§ **The problem**
Show every line of the records that contains the word "dark".

§ **Given records**
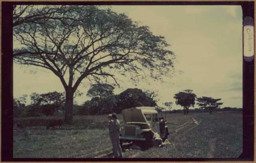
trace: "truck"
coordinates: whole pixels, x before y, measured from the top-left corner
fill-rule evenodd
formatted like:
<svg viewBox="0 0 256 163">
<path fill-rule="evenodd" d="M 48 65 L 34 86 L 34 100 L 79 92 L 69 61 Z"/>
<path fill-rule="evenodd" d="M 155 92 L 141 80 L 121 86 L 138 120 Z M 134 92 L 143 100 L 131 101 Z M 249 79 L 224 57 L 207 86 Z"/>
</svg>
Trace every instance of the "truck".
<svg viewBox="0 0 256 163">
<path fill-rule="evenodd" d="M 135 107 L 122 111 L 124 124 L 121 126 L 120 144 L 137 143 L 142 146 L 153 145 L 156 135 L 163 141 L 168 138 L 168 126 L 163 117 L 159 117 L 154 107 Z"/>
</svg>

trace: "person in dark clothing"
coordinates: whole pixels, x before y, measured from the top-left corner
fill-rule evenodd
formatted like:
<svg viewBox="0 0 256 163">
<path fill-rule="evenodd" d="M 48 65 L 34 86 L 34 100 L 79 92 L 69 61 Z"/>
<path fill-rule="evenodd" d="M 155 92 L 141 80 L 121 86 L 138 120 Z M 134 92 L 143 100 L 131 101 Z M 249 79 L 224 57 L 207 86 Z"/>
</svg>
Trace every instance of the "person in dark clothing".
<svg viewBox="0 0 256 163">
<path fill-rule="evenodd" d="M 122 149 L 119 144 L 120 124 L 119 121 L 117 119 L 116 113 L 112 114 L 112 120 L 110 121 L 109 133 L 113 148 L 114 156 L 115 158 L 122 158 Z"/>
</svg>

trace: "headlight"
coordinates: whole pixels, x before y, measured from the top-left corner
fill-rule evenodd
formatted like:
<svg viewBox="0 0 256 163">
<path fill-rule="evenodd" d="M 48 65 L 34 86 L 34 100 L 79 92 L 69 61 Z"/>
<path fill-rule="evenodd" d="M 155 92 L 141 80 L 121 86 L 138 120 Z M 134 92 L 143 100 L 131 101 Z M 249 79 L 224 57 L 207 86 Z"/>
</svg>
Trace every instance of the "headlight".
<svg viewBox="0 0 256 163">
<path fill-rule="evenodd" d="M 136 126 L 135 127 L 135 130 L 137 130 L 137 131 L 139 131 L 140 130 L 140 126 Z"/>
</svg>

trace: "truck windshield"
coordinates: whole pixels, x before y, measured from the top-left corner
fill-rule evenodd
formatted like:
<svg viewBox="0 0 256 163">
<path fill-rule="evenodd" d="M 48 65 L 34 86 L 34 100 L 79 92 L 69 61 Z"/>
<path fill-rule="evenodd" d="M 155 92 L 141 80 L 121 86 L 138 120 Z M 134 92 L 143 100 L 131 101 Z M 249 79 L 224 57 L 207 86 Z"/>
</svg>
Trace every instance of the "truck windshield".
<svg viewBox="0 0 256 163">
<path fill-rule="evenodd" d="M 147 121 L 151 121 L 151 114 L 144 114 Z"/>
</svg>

§ **Task output**
trace: "person in dark clothing"
Trace every instance of the "person in dark clothing".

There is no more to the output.